### WHAT IS NEEDED:
Even where a record seems odd, copy it exactly as it appears below.

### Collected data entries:
-- -- --
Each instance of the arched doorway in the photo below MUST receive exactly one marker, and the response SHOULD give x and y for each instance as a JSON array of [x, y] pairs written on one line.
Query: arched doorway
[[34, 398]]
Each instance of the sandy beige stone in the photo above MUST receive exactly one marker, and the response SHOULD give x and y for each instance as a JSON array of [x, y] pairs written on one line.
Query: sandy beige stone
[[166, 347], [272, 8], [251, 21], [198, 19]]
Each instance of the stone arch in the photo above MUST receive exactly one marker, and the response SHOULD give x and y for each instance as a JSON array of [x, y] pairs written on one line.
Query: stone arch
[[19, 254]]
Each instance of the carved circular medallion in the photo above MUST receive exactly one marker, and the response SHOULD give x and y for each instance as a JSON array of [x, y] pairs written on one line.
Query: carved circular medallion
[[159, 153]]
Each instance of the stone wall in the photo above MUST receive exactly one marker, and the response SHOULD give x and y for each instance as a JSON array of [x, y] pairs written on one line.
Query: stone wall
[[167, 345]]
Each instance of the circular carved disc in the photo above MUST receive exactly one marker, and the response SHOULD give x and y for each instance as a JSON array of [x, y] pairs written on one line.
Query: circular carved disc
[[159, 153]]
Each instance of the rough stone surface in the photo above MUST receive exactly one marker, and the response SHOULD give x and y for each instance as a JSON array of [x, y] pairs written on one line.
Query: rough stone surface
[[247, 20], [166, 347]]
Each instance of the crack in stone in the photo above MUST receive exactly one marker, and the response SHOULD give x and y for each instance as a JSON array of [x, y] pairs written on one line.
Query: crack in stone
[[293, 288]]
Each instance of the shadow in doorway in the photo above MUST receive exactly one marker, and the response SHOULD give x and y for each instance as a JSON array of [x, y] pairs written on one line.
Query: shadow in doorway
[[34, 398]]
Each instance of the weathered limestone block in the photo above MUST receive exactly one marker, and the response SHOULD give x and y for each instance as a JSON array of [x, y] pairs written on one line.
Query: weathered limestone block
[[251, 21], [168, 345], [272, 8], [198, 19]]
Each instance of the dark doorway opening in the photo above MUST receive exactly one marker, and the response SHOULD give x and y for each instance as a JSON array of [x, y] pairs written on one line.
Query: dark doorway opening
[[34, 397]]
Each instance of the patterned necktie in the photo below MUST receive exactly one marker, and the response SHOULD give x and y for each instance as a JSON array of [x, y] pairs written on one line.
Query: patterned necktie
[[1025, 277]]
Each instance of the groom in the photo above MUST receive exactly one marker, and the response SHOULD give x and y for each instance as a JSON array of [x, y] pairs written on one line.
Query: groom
-- -- --
### RESULT OF THE EXERCISE:
Each instance of the arched doorway in the photo below MUST receive exactly one marker, and the response SHOULD give x and y for each instance as a JSON array of [x, y] pairs written on one line.
Query: arched doorway
[[34, 398]]
Each instance of the sandy beige stone in the photo above MUST receive exactly one marker, and the response SHOULD give x and y for each instance as a JSON array of [x, y] pairs written on one line.
Query: sandy beige stone
[[166, 347], [272, 8], [251, 21], [198, 19]]
Each instance of the stone arch in the photo above MUST receive exactly one marker, and the response SHOULD give x and y for each instance as a JSON array of [x, y] pairs written on one line.
Query: stone arch
[[19, 254]]
Each instance of the carved circular medallion in the photo above MUST receive exactly one marker, and the response SHOULD give x and y for each instance as a JSON array of [x, y] pairs written on one line.
Query: carved circular medallion
[[159, 153]]
Each instance of the stone wall in the photo above MUST receive exactly one marker, and the response SHOULD give x and y for each instance as a JSON array of [x, y] pairs written on one line.
Query: stone wall
[[167, 345]]
Each instance of the circular carved disc in the photo above MUST receive exactly one marker, and the response SHOULD give x and y for each instance as a JSON array of [x, y] pairs written on one line.
Query: circular carved disc
[[159, 153]]
Each instance of the rough stone surface in the photo above MUST receive exactly one marker, and the response SHOULD give x and y for each instance as a JSON array of [x, y] pairs written on one line.
Query: rough stone surface
[[247, 20], [166, 347]]
Each instance of the crack in stone in the photo above MUST receive exactly one marker, and the response SHOULD give x and y for each instance as a JSON array of [x, y] pairs written on one line.
Query: crack in stone
[[293, 288]]
Each instance of the shadow in doorway in the photo above MUST receive exactly one marker, and the response SHOULD give x and y for each instance as a JSON array of [x, y] pairs written on one line.
Query: shadow in doorway
[[34, 398]]
Each instance of the weathered limestone block in the photo above MUST receive exactly one marker, and the response SHOULD give x and y for each instance as a JSON array of [x, y] pairs written on one line.
Query: weathered limestone block
[[251, 21], [168, 345], [272, 8], [198, 19]]
Each instance of the dark doorway opening in the photo above MUST receive exactly one marker, and the response SHOULD give x and y for each instance as a JSON array of [x, y] pairs written on one line.
Query: dark doorway opening
[[34, 397]]
Each instance of the patterned necktie in the photo below MUST receive exactly one marker, and the response SHOULD give x and y for each instance as a JSON array of [x, y] pairs written on one line.
Query: patterned necktie
[[1025, 277]]
Each instance of the groom in the photo above MUST receive exactly one marker, and the response SHOULD give x and y for each instance as a JSON array of [x, y] pairs written on one line.
Query: groom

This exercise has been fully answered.